A paper that might have a future
So it’s generally agreed that newspapers will not survive.
Not enough people want print and they won’t pay for online news. So it’s all over.
Well it seems unlikely that these huge brands will absolutely disappear but certainly they are going to be unrecognisable compared to the inky behemoths they once were.
But you know what? I still think you could start a newspaper tomorrow that would thrive. In print, possibly – but certainly on line. You just have to get it right.
I’ve spent my adult life reading papers that (to paraphrase Morrissey) say “nothing at all about my life” and still I’ve read them. I’ve sworn at them, been irritated by them, chucked them across the room but they’ve still taken my cash. Imagine how much I might have invested in them if I really liked them? If I really thought they cared about me and actually reflected what I wanted to read?
So let’s start with content –if it’s newspapers that have killed newspapers, what will sell?
In terms of a British paper – let’s get radical but saleable radical. Most people don’t live in the capital but all current newspapers do. So let’s change that. Let’s be centrally based. Most “national” newspapers have a “northern correspondent” covering everything above Birmingham. It’s almost too incredible to consider. But they do.
Can anyone even start to justify that?
I’m not saying as much happens in Newcastle as happens in London – but let’s be proportionate.
And let’s tell our staff to remember who they are writing for. It’s a widely held belief that the Guardian is read by teachers and social workers – and yet it’s written by North London luvvies. Can we hear less about you and your organic-veg and bistro lifestyle and more about the people you are writing about?
If they aren’t all based in London they must start to realise that it’s not all a wilderness up there. We don’t all eat Turkey Twizzlers and have tattoos.
So while we’re at it – what else is out? Let’s do for reality TV – people can see that everywhere. So let’s not bother. Royal Family? Let’s keep it to a minimum.
Let’s have no big fat proprietors who don’t pay tax but point the finger at dole scroungers. In fact, let’s do away with as much negativity as we can. Let’s not make the poorest, least able members of our society to defend themselves, our scapegoats.
It’s bullying and it reads like bullying. Let’s face it – being the nasty party didn’t do the Tories any good. People don’t like it.
Arts – now that’s good. It’s not that we don’t like celebrity news but how about we try to make it a little more stimulating. Give me film news and music reviews. Lots of it. Let’s have trailers and free downloads on the website.
Let’s have theatre – but not just…you guessed it…London theatre. Let us cover ballet and opera too but let’s be realistic about the numbers of people who actually watch this. Let’s go for the intelligent end of mass market.

*****

Required work:
a) In the piece on the future of newspapers, who do most "national" newspapers have covering everything above Birmingham?
b) Return everything in the piece on the future of newspapers from "It’s bullying and" down to "of mass market.", copied word for word.
c) Take the piece on the future of newspapers further, picking up right after its final sentence.

*****

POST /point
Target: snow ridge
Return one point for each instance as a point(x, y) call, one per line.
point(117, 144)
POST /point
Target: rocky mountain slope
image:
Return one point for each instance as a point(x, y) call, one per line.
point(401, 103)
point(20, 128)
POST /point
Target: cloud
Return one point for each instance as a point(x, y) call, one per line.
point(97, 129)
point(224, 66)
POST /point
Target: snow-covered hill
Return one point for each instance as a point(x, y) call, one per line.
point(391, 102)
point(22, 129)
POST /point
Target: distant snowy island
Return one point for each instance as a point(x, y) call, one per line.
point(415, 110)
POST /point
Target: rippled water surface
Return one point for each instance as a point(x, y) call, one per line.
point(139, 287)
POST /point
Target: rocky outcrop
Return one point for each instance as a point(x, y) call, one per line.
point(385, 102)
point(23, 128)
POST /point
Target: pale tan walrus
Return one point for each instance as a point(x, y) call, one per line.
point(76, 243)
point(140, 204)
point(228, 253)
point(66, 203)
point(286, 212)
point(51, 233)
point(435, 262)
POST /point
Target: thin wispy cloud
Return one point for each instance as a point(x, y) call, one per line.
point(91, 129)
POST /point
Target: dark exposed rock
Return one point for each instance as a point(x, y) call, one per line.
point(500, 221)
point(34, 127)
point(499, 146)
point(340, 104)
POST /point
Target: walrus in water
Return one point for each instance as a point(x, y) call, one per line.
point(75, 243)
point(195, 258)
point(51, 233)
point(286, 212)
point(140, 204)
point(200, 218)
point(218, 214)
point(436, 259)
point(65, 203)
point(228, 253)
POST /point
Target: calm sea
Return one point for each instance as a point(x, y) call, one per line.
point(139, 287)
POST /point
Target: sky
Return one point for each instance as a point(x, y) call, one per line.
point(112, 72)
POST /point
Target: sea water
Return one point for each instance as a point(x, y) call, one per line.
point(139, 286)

*****

Outputs for the tasks:
a) A "northern correspondent."

b)
It’s bullying and it reads like bullying. Let’s face it – being the nasty party didn’t do the Tories any good. People don’t like it.
Arts – now that’s good. It’s not that we don’t like celebrity news but how about we try to make it a little more stimulating. Give me film news and music reviews. Lots of it. Let’s have trailers and free downloads on the website.
Let’s have theatre – but not just…you guessed it…London theatre. Let us cover ballet and opera too but let’s be realistic about the numbers of people who actually watch this. Let’s go for the intelligent end of mass market.

c)
Let us be bright, fashionable, funny and modern – but let’s not have that mean trivial. Let us have gravitas without being smug or self important.
So politically where will it lie? Let’s make it central. But wait, here’s the twist – let’s make it pre Thatcher central. Mandelson and New Labour might all be “Thathcherties now” but that doesn’t mean we all are. Let’s not be party political.
Can we be green without being Guardian green? In other words let’s not make Green entirely a consumer issue or a reason to be snobbish about how our carrots are grown.
And let’s stand up for what is right. Really right. Not a matter of opinion. Not bringing balance to an unbalanced subject. We don’t have to be the BBC. We don’t have to please both sides when one side is wrong – unequivocally wrong. Yes, I am thinking Iraq war here.
So let’s campaign for what is right. Let us give us a voice to those who don’t normally get print space. And when we campaign let’s not just see our readers as petition-fodder, let’s involve their ideas. Let them spread the word and let them contribute and shape our arguments.
Let us be politically correct and proud of it. But let’s not use our political correctness as a reason for sneering at others.
Snobbishness is out. Always out. Not tolerated.
No laughing at “chavs” here.
Let us re-examine the whole concept of what makes a story. Dog bites man? Okay but before we worry about the angle and intro let us first look at whether we might potentially misrepresent or fail to keep the story in proportion.
Is our story mean spirited? Is it in the public interest?
The world is getting smaller – let’s reflect that from a media point of view but that doesn’t just mean slavishly reporting only what happens in America. HBO and Obama are cool but that doesn’t mean we have to have a USA love-in. It’s all got a little bit embarrassing recently.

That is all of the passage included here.